Systematic variation in osteoblast adhesion and phenotype with substratum surface characteristics.

Time-varying interactions of human fetal osteoblastic cells (hFOB 1.19) with materials of diverse chemical composition and surface energy, including biodegradable lactide/glycolide-based polymers, were assessed using a combination of assays sensitive to different phases of cell-substratum compatibility. Short-term (minutes to hours) cell-attachment-rate assays were used to measure the earliest stages of cell-surface interactions leading to adhesion. Proliferation-rate assays quantifying viability of attached cells were applied as a measure of medium-term (hours to days) cytocompatibility. Both attachment- and proliferation-rate assays were found to strongly correlate with material surface energy, with the exception of a reproducible and significant adhesion preference for fully water-wettable quartz over glass. No such adhesion/proliferation preference was observed for hydrophobized counterparts, and attachment to water-wettable glass was significantly less than that to control tissue culture polystyrene. These results suggest that the amorphous SiO(x) surface was inhibitory to hFOB 1.19 growth whereas putatively crystalline quartz stimulated bioadhesion. Alkaline phosphatase activity was evaluated as a marker for long-term (days) differentiation of hFOB 1.19 cells and did not strongly correlate with surface energy or, in the case of biodegradable polymers, chemical composition.

PROVIDED MATERIAL:
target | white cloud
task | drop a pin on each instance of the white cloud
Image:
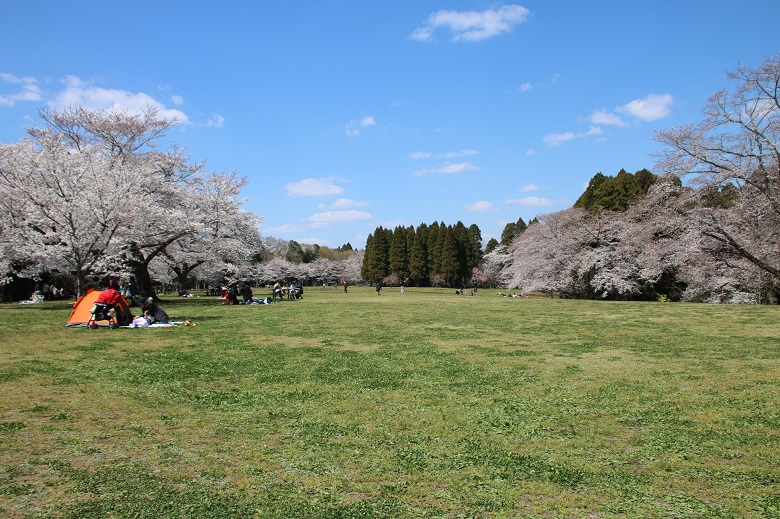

YOUR ASSIGNMENT:
Summarize the abstract in two sentences. The lines have no connection to the abstract.

ANSWER FOR THIS EXERCISE:
Human fetal osteoblastic cells (hFOB 1.19) were tested on materials of diverse chemical composition and surface energy, and both attachment-rate and proliferation-rate assays correlated strongly with surface energy, apart from a reproducible adhesion preference for fully water-wettable quartz over glass. Alkaline phosphatase activity, used as a marker of long-term differentiation, did not correlate strongly with surface energy or, for the biodegradable polymers, with chemical composition.